▸ Dataset content
Content starts
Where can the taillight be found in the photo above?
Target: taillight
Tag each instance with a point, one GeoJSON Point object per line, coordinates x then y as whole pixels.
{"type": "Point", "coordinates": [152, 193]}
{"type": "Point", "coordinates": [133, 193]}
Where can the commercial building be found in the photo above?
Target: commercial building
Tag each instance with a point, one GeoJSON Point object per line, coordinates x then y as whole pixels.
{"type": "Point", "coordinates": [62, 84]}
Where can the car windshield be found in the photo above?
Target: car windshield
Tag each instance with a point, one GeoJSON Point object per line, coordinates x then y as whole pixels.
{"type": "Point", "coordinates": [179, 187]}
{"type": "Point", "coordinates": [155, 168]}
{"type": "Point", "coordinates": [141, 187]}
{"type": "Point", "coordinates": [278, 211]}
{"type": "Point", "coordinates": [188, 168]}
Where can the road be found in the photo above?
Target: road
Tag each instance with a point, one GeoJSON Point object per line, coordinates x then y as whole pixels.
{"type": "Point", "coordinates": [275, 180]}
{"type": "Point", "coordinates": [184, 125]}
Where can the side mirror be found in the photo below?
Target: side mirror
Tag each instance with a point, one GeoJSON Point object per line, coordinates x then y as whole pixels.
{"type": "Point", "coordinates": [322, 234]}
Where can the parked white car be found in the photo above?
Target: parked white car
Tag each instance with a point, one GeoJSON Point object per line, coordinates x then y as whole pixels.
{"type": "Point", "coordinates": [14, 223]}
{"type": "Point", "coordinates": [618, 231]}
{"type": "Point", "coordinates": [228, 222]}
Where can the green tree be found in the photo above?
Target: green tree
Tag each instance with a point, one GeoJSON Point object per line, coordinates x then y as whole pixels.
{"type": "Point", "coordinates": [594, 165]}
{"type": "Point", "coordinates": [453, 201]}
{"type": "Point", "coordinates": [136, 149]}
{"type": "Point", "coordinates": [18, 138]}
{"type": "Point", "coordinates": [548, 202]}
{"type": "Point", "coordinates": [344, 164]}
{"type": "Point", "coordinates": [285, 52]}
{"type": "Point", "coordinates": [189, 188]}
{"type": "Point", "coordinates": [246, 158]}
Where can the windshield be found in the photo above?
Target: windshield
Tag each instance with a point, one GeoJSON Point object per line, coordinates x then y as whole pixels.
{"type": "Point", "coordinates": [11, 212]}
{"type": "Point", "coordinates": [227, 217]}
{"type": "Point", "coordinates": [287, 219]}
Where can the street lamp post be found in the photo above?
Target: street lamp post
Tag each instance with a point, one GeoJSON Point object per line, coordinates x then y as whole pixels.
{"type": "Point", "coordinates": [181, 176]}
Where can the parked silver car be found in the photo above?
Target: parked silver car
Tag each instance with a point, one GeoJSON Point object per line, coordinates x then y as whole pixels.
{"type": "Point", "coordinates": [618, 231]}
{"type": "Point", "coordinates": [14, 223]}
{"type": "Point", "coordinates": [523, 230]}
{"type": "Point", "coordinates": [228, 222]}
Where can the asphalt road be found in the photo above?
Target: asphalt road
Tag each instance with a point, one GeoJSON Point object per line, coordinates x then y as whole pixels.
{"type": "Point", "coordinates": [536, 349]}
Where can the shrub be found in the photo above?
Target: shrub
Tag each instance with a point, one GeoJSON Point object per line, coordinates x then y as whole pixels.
Content ends
▸ Exercise instructions
Select all lines in the listing above where the word "photo" appears, and show them.

▸ Expected answer
Where can the taillight be found in the photo above?
Where can the commercial building be found in the photo above?
Where can the car windshield be found in the photo above?
Where can the road be found in the photo above?
Where can the side mirror be found in the photo below?
Where can the parked white car be found in the photo above?
Where can the green tree be found in the photo above?
Where can the windshield be found in the photo above?
Where can the street lamp post be found in the photo above?
Where can the parked silver car be found in the photo above?
Where can the asphalt road be found in the photo above?
Where can the shrub be found in the photo above?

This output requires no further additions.